● **Given request**:
Put the lines below into a numbered list, skipping any blank lines. Leave the pictures out.

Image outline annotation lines

-- begin --

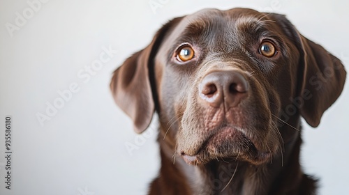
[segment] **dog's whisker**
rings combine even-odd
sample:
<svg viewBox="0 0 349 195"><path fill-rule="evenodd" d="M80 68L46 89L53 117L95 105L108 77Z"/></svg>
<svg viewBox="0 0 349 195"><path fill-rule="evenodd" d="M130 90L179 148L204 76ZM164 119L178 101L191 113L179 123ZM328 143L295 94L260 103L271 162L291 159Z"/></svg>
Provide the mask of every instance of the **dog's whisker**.
<svg viewBox="0 0 349 195"><path fill-rule="evenodd" d="M176 154L177 154L177 142L176 144L174 144L174 153L173 153L172 158L173 158L173 164L175 164L176 162Z"/></svg>
<svg viewBox="0 0 349 195"><path fill-rule="evenodd" d="M232 173L232 177L230 178L230 180L229 180L229 182L227 183L227 185L223 187L223 189L222 189L222 190L221 190L221 192L222 192L224 189L225 189L225 188L227 188L227 187L229 185L229 184L230 184L230 182L232 182L232 178L234 178L234 176L235 176L235 173L237 173L237 166L239 166L239 162L237 163L237 166L235 166L235 170L234 170L234 173Z"/></svg>
<svg viewBox="0 0 349 195"><path fill-rule="evenodd" d="M181 117L183 117L183 116L181 116ZM174 120L174 121L173 121L173 123L171 124L171 125L170 125L170 127L168 128L168 130L165 132L165 135L163 136L163 140L165 140L165 138L166 138L166 135L168 134L168 131L170 130L170 129L171 128L171 127L173 125L173 124L174 124L176 122L179 121L180 120L181 117L178 118L176 118L176 120Z"/></svg>
<svg viewBox="0 0 349 195"><path fill-rule="evenodd" d="M181 114L184 114L184 112L181 112L181 113L179 113L179 114L177 114L174 115L174 116L173 116L171 119L170 119L170 120L168 120L168 123L166 123L166 126L167 126L167 125L168 125L170 123L172 123L172 120L173 119L176 119L176 118L177 118L177 116L179 116L179 115L181 115Z"/></svg>
<svg viewBox="0 0 349 195"><path fill-rule="evenodd" d="M286 123L285 121L284 121L284 120L282 120L281 118L280 118L277 117L276 116L275 116L275 115L274 115L274 114L272 114L272 116L275 116L275 118L276 118L277 119L279 119L280 121L281 121L281 122L283 122L283 123L285 123L285 124L288 125L288 126L291 127L292 129L295 129L295 130L297 130L297 131L300 132L300 130L298 130L297 128L296 128L296 127L293 127L292 125L291 125L288 124L288 123Z"/></svg>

-- end --

● **Exercise answer**:
1. [segment] **dog's whisker**
2. rings combine even-odd
3. sample:
4. <svg viewBox="0 0 349 195"><path fill-rule="evenodd" d="M80 68L46 89L53 117L95 105L108 77Z"/></svg>
5. <svg viewBox="0 0 349 195"><path fill-rule="evenodd" d="M130 90L179 148L204 76ZM164 119L178 101L191 113L179 123ZM328 143L295 94L260 103L271 162L291 159Z"/></svg>
6. Provide the mask of every instance of the **dog's whisker**.
7. <svg viewBox="0 0 349 195"><path fill-rule="evenodd" d="M176 154L177 154L177 142L176 144L174 144L174 153L173 153L172 158L173 158L173 164L175 164L176 162Z"/></svg>
8. <svg viewBox="0 0 349 195"><path fill-rule="evenodd" d="M232 173L232 177L230 178L230 180L229 180L229 182L227 183L227 185L223 187L223 189L222 189L222 190L221 190L221 192L222 192L224 189L225 189L225 188L227 188L227 187L229 185L229 184L230 184L230 182L232 182L232 178L234 178L234 176L235 176L235 173L237 173L237 166L239 166L239 162L237 163L237 166L235 166L235 170L234 170L234 173Z"/></svg>
9. <svg viewBox="0 0 349 195"><path fill-rule="evenodd" d="M181 117L183 117L183 116L181 116ZM174 120L174 121L173 121L173 123L171 124L171 125L170 125L170 127L168 128L168 130L165 132L165 135L163 136L163 140L165 140L165 138L166 138L166 135L168 134L168 131L170 130L170 129L171 128L171 127L173 125L173 124L174 124L176 122L179 121L180 120L181 117L178 118L176 118L176 120Z"/></svg>
10. <svg viewBox="0 0 349 195"><path fill-rule="evenodd" d="M181 114L184 114L184 112L181 112L181 113L179 113L179 114L177 114L174 115L174 116L173 116L171 119L170 119L170 120L168 120L168 123L166 123L166 126L167 126L167 125L168 125L170 123L172 123L172 120L173 119L176 119L176 118L177 118L177 116L179 116L179 115L181 115Z"/></svg>
11. <svg viewBox="0 0 349 195"><path fill-rule="evenodd" d="M286 123L285 121L284 121L284 120L282 120L281 118L280 118L277 117L276 116L275 116L275 115L274 115L274 114L272 114L272 116L275 116L275 118L276 118L277 119L279 119L280 121L281 121L281 122L283 122L283 123L285 123L285 124L288 125L288 126L291 127L292 129L295 129L295 130L297 130L297 131L300 132L300 130L298 130L297 128L296 128L296 127L293 127L292 125L291 125L288 124L288 123Z"/></svg>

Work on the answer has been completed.